- **What to produce**
What's required is a verbatim printout of all the data.

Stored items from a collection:
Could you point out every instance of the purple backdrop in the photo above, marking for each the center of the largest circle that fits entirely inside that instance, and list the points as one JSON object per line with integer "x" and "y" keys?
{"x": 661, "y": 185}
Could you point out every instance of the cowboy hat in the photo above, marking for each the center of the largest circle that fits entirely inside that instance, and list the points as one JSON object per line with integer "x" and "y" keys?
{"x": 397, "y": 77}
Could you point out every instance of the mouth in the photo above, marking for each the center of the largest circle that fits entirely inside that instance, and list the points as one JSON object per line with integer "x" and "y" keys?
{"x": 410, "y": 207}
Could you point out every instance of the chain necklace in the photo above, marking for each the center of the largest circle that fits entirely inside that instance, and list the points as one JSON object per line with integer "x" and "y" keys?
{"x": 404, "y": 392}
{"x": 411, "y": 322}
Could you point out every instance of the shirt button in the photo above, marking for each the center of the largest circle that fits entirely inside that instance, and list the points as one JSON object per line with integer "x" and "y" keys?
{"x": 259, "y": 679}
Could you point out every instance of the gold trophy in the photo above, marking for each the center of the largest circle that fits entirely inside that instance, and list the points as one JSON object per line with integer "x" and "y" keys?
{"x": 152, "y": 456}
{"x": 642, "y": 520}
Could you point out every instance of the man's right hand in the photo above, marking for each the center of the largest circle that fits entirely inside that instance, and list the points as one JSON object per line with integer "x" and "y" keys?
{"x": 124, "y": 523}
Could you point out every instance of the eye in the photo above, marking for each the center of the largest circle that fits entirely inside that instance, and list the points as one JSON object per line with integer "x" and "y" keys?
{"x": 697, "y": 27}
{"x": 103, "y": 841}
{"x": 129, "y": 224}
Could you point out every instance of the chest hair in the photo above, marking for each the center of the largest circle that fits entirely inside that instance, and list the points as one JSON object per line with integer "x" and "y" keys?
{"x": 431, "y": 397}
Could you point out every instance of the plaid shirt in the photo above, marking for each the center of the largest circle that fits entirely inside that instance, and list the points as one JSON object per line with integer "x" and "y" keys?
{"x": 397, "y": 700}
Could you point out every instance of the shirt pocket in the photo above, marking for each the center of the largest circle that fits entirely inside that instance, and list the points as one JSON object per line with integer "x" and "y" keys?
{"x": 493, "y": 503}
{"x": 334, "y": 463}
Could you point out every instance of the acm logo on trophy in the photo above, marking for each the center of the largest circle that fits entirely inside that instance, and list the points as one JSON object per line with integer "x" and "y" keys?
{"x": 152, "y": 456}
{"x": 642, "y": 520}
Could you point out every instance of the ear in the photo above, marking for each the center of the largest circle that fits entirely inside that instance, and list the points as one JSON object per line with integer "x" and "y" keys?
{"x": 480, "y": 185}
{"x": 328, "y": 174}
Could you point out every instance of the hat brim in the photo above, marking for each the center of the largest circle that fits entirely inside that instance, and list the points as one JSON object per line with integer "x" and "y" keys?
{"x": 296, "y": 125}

- **Output**
Could you point out every instance of the purple backdrop in the photo above, marking for each the center of the largest circle that fits entirely inside that instance, and list the points as one JSON object per line with integer "x" and "y" keys?
{"x": 661, "y": 185}
Could you point out every instance of the cowboy hat in the photo above, marking for each the center of the largest circle that fits entirely inside that instance, and list the points as one JSON object per line with integer "x" and "y" keys?
{"x": 397, "y": 77}
Could you point out every instance of the mouth in the photo above, marking for each the center of the largest circle that fits entirely inside that instance, and list the points as one JSON object per line with integer "x" and "y" keys?
{"x": 410, "y": 207}
Could you point out every instance of the chain necklace in the photo above, marking for each the center of the largest circle that fits entirely inside that instance, and list the points as one JSON object per line with integer "x" and "y" keys?
{"x": 404, "y": 392}
{"x": 411, "y": 322}
Could you point out every instance of the shirt button in the photo above, marking for each the center of the largest circle that fits entirely inside that instance, and list the points as one JSON object per line with integer "x" and "y" keys?
{"x": 259, "y": 679}
Could you point out every instance of the gold trophy in the photo above, marking for each the center of the largest circle that fits entirely inside that instance, and list the points as one JSON object per line with integer "x" and "y" keys?
{"x": 152, "y": 456}
{"x": 642, "y": 520}
Could you point out every instance of the man's right hand in the photo above, marking for each the center of the largest circle that fits entirely inside that instance, and list the points as one JSON object per line with integer "x" and "y" keys?
{"x": 124, "y": 523}
Could you point out every instance of the eye in the photo above, marking for each the center of the largest circle that fits entirely inside that instance, and list the points as one JSON object per line with integer "x" and "y" keys?
{"x": 697, "y": 27}
{"x": 103, "y": 841}
{"x": 129, "y": 224}
Could you point out every instance of the chest hair in the photo above, marking for each the center of the largest circle that fits entirely inside that instance, and list the points as one JSON object per line with integer "x" and "y" keys?
{"x": 431, "y": 397}
Could you point out every instance of the plaid shirt in the photo above, marking for each the center of the largest circle that fits entirely inside that instance, and list the points as one JSON object per line with integer "x" and "y" keys?
{"x": 397, "y": 700}
Could you point out every instance of the shirt pocket in the photo above, marking for each the center of the largest circle that fits entirely inside that instance, and list the points as one JSON object per line with integer "x" and "y" keys?
{"x": 493, "y": 503}
{"x": 334, "y": 463}
Could you point out every instance of the acm logo on trophy in the photo above, marking for each the center of the largest circle that fits entirely inside that instance, and list the points as one JSON object per line with integer "x" and "y" keys?
{"x": 152, "y": 456}
{"x": 642, "y": 520}
Could you point out every instance of the ear in the photo above, marking for each the center of the largest circle that fits entirely inside that instance, and list the points as one JSON object per line with integer "x" and "y" keys?
{"x": 480, "y": 185}
{"x": 328, "y": 174}
Could you point out every instance of the hat brim in the photo above, marking for each the center of the largest circle that fits entirely inside that instance, and list the points as one JSON object per line with integer "x" and "y" keys?
{"x": 296, "y": 125}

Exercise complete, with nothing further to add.